» **Teks yang Ditampilkan**
Pendidikan Masa Depan Berbasis Keterampilan Abad 21: Aktualisasi Nilai-nilai Edukasi dari Kisah Nabi Yusuf AS
Muhbib Abdul Wahab, Dosen Pascasarjana FITK UIN Syarif Hidayatullah Jakarta, Sekretaris Lembaga Pengembangan Pesantren PP Muhammadiyah
Dewasa ini sistem pendidikan dan pembelajaran dari tradisional menuju modern, berbasis teknologi dan pengembangan kompetensi mengalami transformasi. Pembelajaran autentik, kontekstual, dan berbasis pengalaman menjadi orientasi baru dalam rangka penyiapan peserta didik yang terampil dan siap beradaptasi dengan kemajuan zaman. Revolusi industri (4.0), era digital, dan disrupsi menghendaki peserta didik memiliki kompetensi, keterampilan, dan penguasaan literasi yang dibutuhkan. Sistem pendidikan tidak lagi berfokus pada pengembangan kognisi, transfer of knowledge, tetapi harus mengedepankan kompetensi dan keterampilan yang relevan dan dibutuhkan dengan kehidupan modern.
Konsep pengembangan pendidikan berkelanjutan (Education for Sustainability Development, ESD) abad 21 bertujuan menyiapkan peserta didik yang menguasai aneka keterampilan dalam menghadapi tatangan global, seperti: cognitive science, bio-molecular, information technology dan nano-science. Dengan kata lain, pendidikan masa depan: pembelajaran masa depan, sekolah masa depan, ilmu masa depan, pendidik dan peserta didik masa depan, perlu dirancang bangun, didesain secara holistik dan sistemik, agar luaran (outcome) pendidikan itu tidak gagap atau siap beradaptasi dan hidup di masa depan dengan segala tantangan dan peluangnya.

» **Kumpulan Data**

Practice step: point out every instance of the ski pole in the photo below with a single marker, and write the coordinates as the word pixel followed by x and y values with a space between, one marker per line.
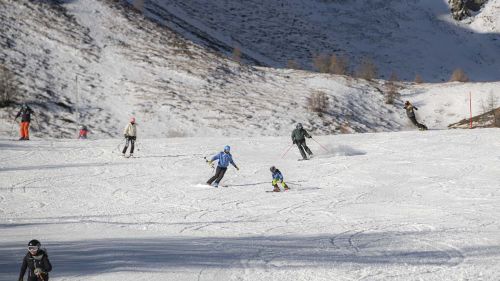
pixel 320 145
pixel 286 151
pixel 118 146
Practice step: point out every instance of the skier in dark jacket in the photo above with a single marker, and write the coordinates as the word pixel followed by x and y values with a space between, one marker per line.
pixel 278 177
pixel 299 136
pixel 36 262
pixel 411 114
pixel 224 159
pixel 25 114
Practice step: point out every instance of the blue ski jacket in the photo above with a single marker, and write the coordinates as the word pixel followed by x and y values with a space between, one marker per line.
pixel 224 159
pixel 277 175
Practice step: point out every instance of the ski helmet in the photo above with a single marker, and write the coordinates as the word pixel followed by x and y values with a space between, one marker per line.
pixel 34 244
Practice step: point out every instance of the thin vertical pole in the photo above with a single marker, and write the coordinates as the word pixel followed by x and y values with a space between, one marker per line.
pixel 470 108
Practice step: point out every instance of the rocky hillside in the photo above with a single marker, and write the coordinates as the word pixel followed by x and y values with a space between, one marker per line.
pixel 406 37
pixel 98 62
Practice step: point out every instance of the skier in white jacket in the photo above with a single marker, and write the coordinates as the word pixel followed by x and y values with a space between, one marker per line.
pixel 130 133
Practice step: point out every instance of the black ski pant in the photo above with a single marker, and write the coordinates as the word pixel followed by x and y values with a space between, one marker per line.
pixel 128 140
pixel 415 122
pixel 303 146
pixel 219 174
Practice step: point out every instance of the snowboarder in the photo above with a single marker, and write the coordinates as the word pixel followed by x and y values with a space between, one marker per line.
pixel 299 136
pixel 83 132
pixel 36 261
pixel 130 133
pixel 25 114
pixel 411 114
pixel 224 158
pixel 278 177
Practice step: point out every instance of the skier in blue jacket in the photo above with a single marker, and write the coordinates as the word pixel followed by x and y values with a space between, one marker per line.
pixel 278 177
pixel 224 158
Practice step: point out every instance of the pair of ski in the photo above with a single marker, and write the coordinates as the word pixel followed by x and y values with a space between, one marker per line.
pixel 286 190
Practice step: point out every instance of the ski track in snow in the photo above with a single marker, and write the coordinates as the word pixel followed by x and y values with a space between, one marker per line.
pixel 387 206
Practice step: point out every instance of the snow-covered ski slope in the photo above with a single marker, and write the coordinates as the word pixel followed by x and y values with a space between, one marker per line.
pixel 404 36
pixel 385 206
pixel 126 65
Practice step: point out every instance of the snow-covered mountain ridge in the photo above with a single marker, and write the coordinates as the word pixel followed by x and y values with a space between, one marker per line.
pixel 97 62
pixel 407 37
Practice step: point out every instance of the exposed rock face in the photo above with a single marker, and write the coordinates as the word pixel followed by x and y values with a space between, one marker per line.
pixel 460 9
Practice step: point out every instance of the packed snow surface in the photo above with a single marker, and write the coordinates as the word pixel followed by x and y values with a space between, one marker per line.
pixel 385 206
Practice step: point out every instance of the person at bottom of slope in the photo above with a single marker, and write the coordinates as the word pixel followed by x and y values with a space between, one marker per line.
pixel 82 134
pixel 299 136
pixel 130 133
pixel 411 114
pixel 224 158
pixel 278 177
pixel 25 114
pixel 36 261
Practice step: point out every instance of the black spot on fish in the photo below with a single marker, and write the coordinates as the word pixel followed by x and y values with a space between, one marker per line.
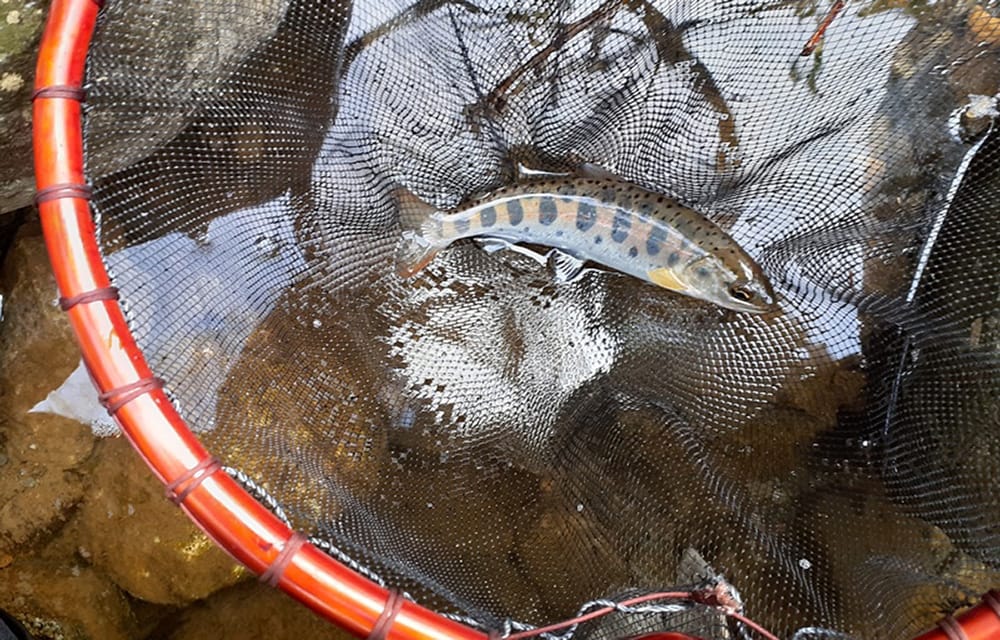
pixel 488 217
pixel 547 211
pixel 657 236
pixel 515 212
pixel 586 216
pixel 621 225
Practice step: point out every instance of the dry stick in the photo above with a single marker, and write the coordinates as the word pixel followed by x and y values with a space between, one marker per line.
pixel 493 98
pixel 813 42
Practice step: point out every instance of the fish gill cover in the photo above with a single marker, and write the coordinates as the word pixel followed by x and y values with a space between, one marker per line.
pixel 505 447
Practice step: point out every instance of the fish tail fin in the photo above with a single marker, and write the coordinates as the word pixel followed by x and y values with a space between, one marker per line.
pixel 421 237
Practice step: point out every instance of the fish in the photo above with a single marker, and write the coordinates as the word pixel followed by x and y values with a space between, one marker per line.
pixel 610 222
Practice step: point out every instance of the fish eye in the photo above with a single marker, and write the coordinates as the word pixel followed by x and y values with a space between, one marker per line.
pixel 740 291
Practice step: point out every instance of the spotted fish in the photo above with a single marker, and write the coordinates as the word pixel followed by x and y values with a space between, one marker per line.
pixel 610 222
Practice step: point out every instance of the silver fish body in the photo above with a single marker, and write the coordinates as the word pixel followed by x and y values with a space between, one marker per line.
pixel 619 225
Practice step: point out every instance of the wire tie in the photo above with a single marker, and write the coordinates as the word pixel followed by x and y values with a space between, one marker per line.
pixel 116 398
pixel 992 600
pixel 94 295
pixel 388 616
pixel 272 575
pixel 64 190
pixel 61 91
pixel 952 628
pixel 191 479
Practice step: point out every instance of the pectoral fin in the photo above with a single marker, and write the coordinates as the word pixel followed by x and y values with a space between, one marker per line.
pixel 667 279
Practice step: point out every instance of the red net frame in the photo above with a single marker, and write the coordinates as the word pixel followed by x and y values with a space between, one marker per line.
pixel 219 505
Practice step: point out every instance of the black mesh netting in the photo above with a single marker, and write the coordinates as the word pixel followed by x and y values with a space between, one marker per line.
pixel 505 446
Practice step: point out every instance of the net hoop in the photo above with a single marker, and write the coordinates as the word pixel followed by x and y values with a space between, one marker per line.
pixel 214 501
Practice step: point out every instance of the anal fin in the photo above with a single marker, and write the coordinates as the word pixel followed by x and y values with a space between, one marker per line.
pixel 564 267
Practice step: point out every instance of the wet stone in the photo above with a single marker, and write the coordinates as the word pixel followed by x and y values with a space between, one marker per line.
pixel 42 454
pixel 144 543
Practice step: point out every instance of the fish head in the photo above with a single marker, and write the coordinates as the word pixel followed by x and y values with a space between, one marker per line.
pixel 740 287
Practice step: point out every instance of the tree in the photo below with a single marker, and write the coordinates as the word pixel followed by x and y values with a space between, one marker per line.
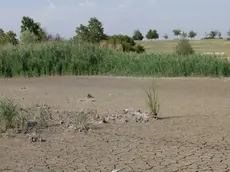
pixel 155 34
pixel 177 32
pixel 184 47
pixel 8 37
pixel 11 37
pixel 192 34
pixel 165 36
pixel 228 33
pixel 27 37
pixel 152 34
pixel 137 35
pixel 94 32
pixel 184 34
pixel 213 34
pixel 219 34
pixel 2 36
pixel 28 24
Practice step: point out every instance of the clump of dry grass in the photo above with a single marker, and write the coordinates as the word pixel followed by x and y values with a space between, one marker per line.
pixel 13 116
pixel 153 102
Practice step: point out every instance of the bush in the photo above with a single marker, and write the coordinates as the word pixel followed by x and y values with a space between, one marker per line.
pixel 28 37
pixel 184 47
pixel 123 39
pixel 10 116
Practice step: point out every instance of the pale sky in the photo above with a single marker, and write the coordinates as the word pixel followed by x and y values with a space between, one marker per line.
pixel 119 16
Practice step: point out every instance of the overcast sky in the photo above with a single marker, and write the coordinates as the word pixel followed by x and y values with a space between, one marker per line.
pixel 119 16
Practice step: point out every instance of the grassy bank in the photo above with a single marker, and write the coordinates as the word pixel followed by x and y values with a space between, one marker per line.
pixel 83 59
pixel 200 46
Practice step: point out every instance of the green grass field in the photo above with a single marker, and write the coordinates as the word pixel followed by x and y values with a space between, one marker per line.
pixel 200 46
pixel 75 58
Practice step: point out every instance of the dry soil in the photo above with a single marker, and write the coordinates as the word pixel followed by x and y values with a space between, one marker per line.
pixel 192 134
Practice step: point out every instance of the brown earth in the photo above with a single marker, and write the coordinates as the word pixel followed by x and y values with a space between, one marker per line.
pixel 192 134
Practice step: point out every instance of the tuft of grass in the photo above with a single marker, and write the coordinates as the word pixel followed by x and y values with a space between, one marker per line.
pixel 81 118
pixel 11 117
pixel 153 102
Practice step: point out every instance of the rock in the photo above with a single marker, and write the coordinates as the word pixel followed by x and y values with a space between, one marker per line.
pixel 141 117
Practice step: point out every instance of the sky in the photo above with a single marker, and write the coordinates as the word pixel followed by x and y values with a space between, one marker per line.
pixel 119 16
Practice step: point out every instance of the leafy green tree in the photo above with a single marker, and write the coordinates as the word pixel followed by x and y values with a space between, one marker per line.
pixel 93 32
pixel 192 34
pixel 137 35
pixel 28 37
pixel 28 24
pixel 165 36
pixel 149 34
pixel 155 34
pixel 8 37
pixel 121 39
pixel 177 32
pixel 2 36
pixel 213 34
pixel 219 34
pixel 11 37
pixel 139 49
pixel 228 33
pixel 152 34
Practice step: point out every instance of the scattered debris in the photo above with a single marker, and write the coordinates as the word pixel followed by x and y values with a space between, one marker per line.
pixel 89 98
pixel 35 138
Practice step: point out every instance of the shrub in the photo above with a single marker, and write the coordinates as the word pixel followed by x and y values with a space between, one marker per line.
pixel 28 37
pixel 11 116
pixel 184 47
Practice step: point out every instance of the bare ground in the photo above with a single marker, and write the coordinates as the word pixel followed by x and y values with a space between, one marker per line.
pixel 192 135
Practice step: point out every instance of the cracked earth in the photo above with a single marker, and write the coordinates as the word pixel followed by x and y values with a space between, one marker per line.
pixel 191 135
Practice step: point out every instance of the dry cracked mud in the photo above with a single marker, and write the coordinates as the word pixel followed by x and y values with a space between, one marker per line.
pixel 191 135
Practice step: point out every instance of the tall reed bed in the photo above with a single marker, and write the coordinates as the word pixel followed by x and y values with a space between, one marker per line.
pixel 75 58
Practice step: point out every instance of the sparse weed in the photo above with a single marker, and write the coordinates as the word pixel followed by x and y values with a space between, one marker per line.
pixel 153 102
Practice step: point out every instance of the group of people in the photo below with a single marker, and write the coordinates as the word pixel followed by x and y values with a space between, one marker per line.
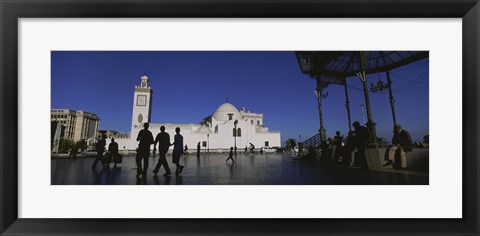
pixel 358 139
pixel 112 153
pixel 145 139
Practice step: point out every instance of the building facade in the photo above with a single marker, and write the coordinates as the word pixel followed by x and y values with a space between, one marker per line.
pixel 76 125
pixel 225 128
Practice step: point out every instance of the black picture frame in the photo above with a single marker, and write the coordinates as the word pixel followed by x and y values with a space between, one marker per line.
pixel 11 11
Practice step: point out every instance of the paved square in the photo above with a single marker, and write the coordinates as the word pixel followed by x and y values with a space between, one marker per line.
pixel 248 169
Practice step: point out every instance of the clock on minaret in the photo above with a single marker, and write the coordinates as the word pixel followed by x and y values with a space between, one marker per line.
pixel 141 100
pixel 142 105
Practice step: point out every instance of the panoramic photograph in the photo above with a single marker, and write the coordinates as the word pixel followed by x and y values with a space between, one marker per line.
pixel 239 118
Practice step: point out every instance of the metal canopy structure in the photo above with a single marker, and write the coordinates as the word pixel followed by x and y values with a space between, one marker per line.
pixel 333 67
pixel 338 65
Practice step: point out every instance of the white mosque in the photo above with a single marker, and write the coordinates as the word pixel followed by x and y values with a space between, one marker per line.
pixel 215 132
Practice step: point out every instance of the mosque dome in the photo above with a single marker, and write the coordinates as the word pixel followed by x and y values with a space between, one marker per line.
pixel 223 111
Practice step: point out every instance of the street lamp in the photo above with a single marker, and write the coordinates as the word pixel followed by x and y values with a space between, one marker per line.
pixel 235 136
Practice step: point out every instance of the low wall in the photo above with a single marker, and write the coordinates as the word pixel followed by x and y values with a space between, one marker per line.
pixel 417 160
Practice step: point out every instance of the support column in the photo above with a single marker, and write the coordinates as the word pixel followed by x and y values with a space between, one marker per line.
pixel 363 78
pixel 347 105
pixel 392 100
pixel 319 94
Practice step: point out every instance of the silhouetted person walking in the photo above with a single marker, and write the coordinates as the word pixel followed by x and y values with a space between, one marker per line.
pixel 177 151
pixel 401 143
pixel 362 136
pixel 198 149
pixel 100 149
pixel 230 156
pixel 143 152
pixel 337 146
pixel 113 152
pixel 163 140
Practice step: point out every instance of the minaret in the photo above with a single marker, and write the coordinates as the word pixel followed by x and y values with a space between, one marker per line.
pixel 142 105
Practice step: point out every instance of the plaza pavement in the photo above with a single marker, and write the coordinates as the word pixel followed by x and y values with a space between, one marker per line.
pixel 249 169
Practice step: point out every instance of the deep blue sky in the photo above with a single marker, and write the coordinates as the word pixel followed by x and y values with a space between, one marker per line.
pixel 189 86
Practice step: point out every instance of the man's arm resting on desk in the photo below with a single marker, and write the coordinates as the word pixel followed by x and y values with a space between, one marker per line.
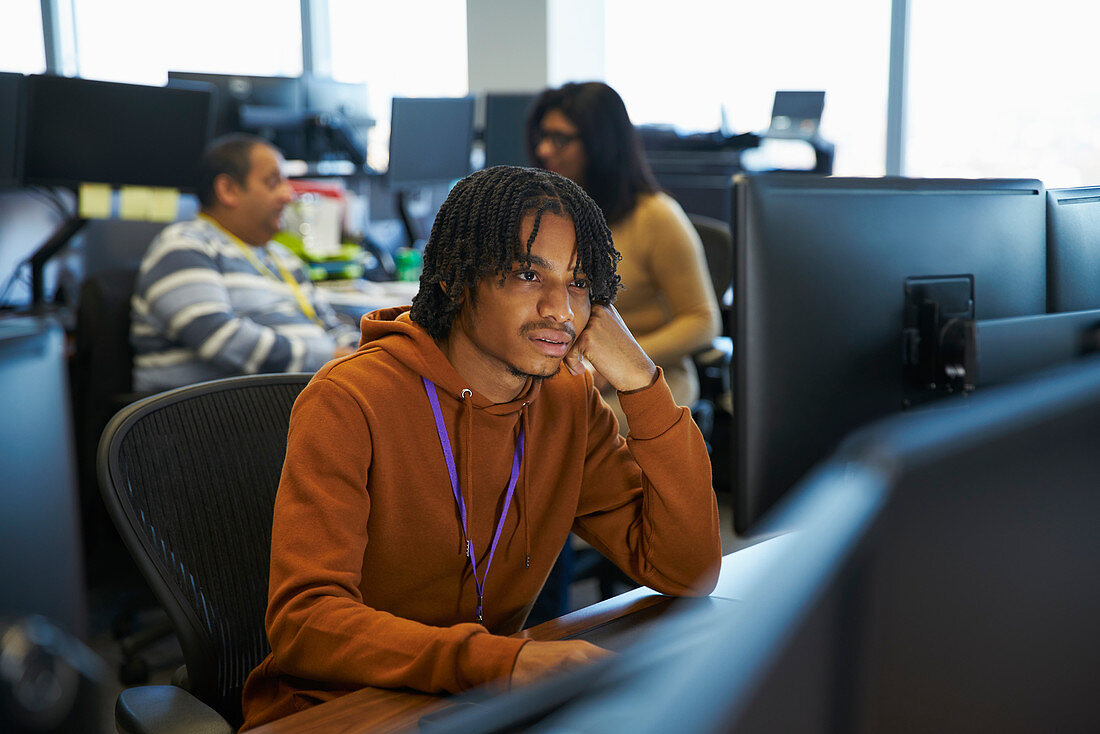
pixel 649 505
pixel 537 659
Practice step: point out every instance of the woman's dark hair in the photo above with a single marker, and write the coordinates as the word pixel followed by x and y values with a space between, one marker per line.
pixel 231 155
pixel 617 171
pixel 476 234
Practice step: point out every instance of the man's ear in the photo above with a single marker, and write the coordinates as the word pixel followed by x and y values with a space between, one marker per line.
pixel 227 189
pixel 458 298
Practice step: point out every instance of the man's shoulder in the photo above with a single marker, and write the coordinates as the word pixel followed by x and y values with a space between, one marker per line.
pixel 370 371
pixel 188 234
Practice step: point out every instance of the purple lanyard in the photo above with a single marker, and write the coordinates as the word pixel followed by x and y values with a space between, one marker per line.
pixel 444 441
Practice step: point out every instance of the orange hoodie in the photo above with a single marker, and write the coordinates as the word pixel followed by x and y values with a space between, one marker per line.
pixel 370 583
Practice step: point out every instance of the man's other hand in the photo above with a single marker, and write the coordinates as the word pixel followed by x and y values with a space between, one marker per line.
pixel 612 350
pixel 537 659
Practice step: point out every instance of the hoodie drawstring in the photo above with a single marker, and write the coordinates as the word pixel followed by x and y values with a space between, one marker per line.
pixel 524 425
pixel 468 428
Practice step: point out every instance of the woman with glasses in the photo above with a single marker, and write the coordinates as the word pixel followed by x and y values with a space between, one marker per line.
pixel 583 132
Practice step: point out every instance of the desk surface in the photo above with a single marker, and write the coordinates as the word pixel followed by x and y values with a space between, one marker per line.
pixel 384 710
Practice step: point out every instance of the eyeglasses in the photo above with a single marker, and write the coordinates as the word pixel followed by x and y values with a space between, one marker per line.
pixel 559 140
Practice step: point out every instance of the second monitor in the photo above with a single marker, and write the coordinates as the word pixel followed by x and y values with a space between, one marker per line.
pixel 429 140
pixel 821 272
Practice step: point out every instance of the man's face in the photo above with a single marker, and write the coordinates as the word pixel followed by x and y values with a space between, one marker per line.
pixel 524 327
pixel 261 200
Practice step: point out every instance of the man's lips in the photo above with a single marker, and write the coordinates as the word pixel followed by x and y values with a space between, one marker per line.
pixel 552 342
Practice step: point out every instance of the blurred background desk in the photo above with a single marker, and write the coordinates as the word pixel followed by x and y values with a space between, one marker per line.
pixel 353 298
pixel 613 623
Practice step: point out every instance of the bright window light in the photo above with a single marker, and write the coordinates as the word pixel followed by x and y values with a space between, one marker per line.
pixel 21 46
pixel 1003 89
pixel 408 48
pixel 690 63
pixel 139 41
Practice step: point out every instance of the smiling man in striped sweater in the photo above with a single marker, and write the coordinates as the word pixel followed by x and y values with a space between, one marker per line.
pixel 216 297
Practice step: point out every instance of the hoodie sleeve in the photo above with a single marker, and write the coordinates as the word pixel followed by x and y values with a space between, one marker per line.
pixel 317 623
pixel 648 503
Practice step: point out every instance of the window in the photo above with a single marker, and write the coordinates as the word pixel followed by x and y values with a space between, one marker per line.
pixel 21 46
pixel 691 62
pixel 409 48
pixel 1001 88
pixel 139 41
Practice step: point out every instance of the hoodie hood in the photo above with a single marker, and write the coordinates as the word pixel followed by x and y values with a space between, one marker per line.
pixel 394 332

» **Yang Perlu Dikerjakan**
1. Tuliskan ulang tanpa perubahan baris-baris catatan dari baris yang memuat "Practice step: point out every instance of the wet" sampai baris yang memuat "pixel 740 287", termasuk kedua baris itu.
2. Sambung teks tentang pendidikan masa depan berbasis keterampilan abad 21, mulai setelah kalimat terakhir yang ditampilkan.
Teks dan catatan di atas tidak saling berkaitan.

» **Jawaban Tiap Tugas**
1.
Practice step: point out every instance of the wet stone in the photo above with a single marker, and write the coordinates as the word pixel followed by x and y values with a space between, one marker per line.
pixel 42 454
pixel 144 543
Practice step: point out every instance of the fish head in the photo above with a single marker, and write the coordinates as the word pixel followed by x and y values with a space between, one marker per line.
pixel 740 287

2.
Salah satu yang luput dari konseptualisasi keterampilan abad 21 adalah keterampilan bermuamalah hasanah dengan akhlaq mahmudah (akhlak terpuji), dengan menampilkan kepribadian dan karakter positif, mulia, dan produktif. Oleh karena itu, gagasan pendidikan masa depan berbasis keterampilan abad 21 penting dimaknai dan dikembangkan dalam perspektif Islam. Salah satu perspektif yang dapat digunakan untuk meneropong dan membaca masa depan pendidikan dan pendidikan masa depan adalah kisah Nabi Yusuf AS dalam Alquran.
Kisah Nabi Yusuf AS merupakan kisah terbaik (ahsan al-Qashash) (QS Yusuf/12:3) yang sangat sarat pelajaran multidimensi. Muhammad Bassam Rusydi Zein (2001), dalam Madrasat al-Anbiya’: ‘Ibar wa Adhwa’, menegaskan bahwa kisah Nabi Yusuf itu kaya pelajaran pendidikan, sosial, spiritual, hukum, ekonomi, politik, dan dakwah. Persoalannya, bagaimana membaca dan memaknai kisah Yusuf AS dalam konteks pengembangan pendidikan masa depan berbasis keterampilan abad 21?
Tentu saja pembacaan dan kontekstualisasi kisah Yusuf AS penting diletakkan dalam bingkai pendidikan holistik integratif, karena kisahnya dinarasikan secara utuh dan sistematis dalam satu surat (Yusuf/12); tidak terpencar-pencar dalam berbagai surat seperti kisah Nabi Ibrahim AS, Luth AS, dan Nabi Musa AS. Pemaknaan kisah Yusuf tidak hanya dilakukan dengan mencermati redaksi dan gaya bahasa yang digunakan, tetapi juga memperhatikan konteks sosial yang menyertai perjalanan hidup Yusuf: keluarga, saudara-saudaranya, intrik-intrik dalam keluarga, perbudakan, lingkungan istana, kisah asmara, penjara, mimpi dan takwilnya, dan sistem sosial politik pada umumnya. Semua dibaca dan dimaknai dengan pendekatan intertekstual (muqarabah at-tanashsh), sehingga dapat dipetik nilai-nilai edukasinya, lalu dikontekstualisasikan dalam merancang pendidikan masa depan.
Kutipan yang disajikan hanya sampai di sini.